─── RECORDED DATA ───

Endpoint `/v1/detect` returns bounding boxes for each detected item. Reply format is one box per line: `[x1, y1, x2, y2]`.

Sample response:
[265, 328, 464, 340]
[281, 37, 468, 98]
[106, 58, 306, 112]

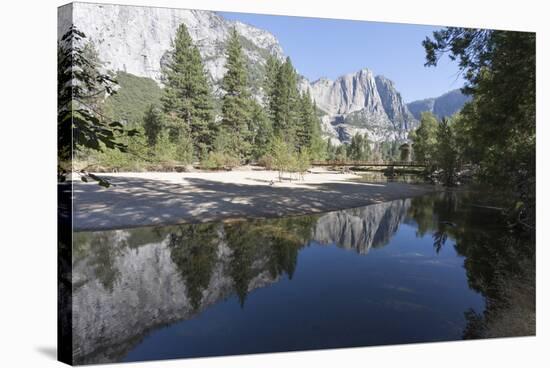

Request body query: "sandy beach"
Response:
[71, 168, 434, 231]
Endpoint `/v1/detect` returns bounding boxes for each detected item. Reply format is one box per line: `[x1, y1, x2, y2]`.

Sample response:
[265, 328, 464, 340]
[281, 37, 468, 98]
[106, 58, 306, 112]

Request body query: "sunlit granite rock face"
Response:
[313, 199, 410, 253]
[375, 75, 417, 132]
[58, 2, 284, 96]
[300, 71, 418, 143]
[58, 3, 419, 144]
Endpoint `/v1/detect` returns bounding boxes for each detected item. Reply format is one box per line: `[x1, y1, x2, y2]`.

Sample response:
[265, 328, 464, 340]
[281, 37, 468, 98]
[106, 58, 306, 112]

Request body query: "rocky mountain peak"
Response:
[375, 75, 416, 131]
[407, 89, 470, 120]
[301, 68, 417, 143]
[59, 3, 464, 145]
[58, 2, 285, 93]
[306, 67, 381, 116]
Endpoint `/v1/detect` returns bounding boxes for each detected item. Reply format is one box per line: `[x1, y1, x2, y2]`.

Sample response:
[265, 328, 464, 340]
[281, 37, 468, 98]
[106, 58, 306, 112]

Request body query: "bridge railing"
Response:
[311, 160, 430, 167]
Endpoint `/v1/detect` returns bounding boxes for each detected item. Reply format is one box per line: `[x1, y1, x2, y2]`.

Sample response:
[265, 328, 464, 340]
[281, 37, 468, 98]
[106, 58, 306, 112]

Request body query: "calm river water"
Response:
[69, 189, 534, 364]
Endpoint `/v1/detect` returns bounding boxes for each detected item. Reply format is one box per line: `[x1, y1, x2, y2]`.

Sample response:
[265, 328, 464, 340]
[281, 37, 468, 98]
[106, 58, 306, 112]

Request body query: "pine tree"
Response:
[57, 26, 138, 186]
[221, 28, 252, 161]
[326, 139, 337, 161]
[263, 55, 282, 120]
[142, 104, 164, 147]
[435, 118, 459, 185]
[308, 101, 327, 160]
[272, 57, 300, 143]
[411, 111, 439, 161]
[162, 23, 214, 161]
[348, 133, 371, 161]
[294, 91, 326, 159]
[247, 100, 273, 160]
[296, 90, 314, 150]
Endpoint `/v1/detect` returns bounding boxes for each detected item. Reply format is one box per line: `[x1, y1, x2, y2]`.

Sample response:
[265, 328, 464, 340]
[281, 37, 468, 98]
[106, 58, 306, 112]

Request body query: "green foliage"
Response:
[225, 223, 257, 307]
[57, 26, 138, 185]
[270, 57, 300, 145]
[410, 112, 460, 184]
[435, 118, 459, 185]
[411, 111, 438, 161]
[168, 224, 219, 310]
[335, 144, 348, 162]
[367, 141, 400, 162]
[310, 133, 328, 161]
[271, 135, 295, 181]
[150, 130, 179, 164]
[424, 28, 535, 226]
[326, 140, 337, 161]
[296, 90, 316, 150]
[257, 154, 275, 170]
[86, 124, 148, 171]
[142, 104, 164, 147]
[103, 71, 162, 127]
[173, 131, 194, 164]
[294, 149, 312, 179]
[262, 56, 323, 160]
[263, 55, 282, 119]
[247, 100, 273, 160]
[221, 28, 252, 161]
[200, 151, 240, 170]
[74, 26, 326, 171]
[162, 23, 215, 160]
[347, 133, 372, 161]
[236, 35, 272, 97]
[423, 28, 493, 92]
[225, 215, 317, 306]
[407, 191, 534, 338]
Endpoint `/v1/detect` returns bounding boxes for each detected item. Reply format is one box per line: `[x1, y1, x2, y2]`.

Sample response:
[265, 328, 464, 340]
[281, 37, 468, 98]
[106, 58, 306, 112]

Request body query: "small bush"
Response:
[200, 151, 240, 170]
[295, 149, 311, 180]
[257, 154, 275, 170]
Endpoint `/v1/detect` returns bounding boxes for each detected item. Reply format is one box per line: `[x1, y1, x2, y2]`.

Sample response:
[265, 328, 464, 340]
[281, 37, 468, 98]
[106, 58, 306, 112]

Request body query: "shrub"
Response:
[295, 149, 311, 180]
[271, 136, 294, 181]
[200, 151, 240, 170]
[257, 154, 274, 170]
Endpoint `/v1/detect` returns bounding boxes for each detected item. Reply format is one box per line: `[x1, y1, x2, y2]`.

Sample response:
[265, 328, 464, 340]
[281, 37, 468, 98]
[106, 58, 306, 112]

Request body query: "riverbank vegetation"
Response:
[409, 29, 535, 228]
[60, 21, 536, 342]
[413, 28, 536, 337]
[408, 190, 535, 338]
[60, 24, 329, 176]
[59, 23, 411, 182]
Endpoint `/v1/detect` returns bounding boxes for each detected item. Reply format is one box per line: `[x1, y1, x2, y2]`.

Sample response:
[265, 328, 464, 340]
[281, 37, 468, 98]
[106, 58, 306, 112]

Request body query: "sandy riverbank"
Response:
[70, 168, 434, 231]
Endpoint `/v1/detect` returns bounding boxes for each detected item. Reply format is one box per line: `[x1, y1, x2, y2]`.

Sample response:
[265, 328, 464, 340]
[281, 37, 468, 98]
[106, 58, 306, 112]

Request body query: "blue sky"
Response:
[219, 12, 465, 102]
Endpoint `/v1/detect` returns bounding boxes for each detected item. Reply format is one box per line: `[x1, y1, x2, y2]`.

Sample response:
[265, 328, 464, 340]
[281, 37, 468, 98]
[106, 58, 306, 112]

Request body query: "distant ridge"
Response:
[407, 89, 471, 120]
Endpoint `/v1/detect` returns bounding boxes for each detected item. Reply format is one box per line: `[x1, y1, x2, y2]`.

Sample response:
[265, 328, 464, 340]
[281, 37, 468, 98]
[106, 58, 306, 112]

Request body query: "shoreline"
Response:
[72, 169, 436, 232]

───

TASK GOAL
If a line in the material above holds "riverbank", copy it.

REPLY
Request body query: "riverbank vegetation"
Request body query: "sandy riverbank"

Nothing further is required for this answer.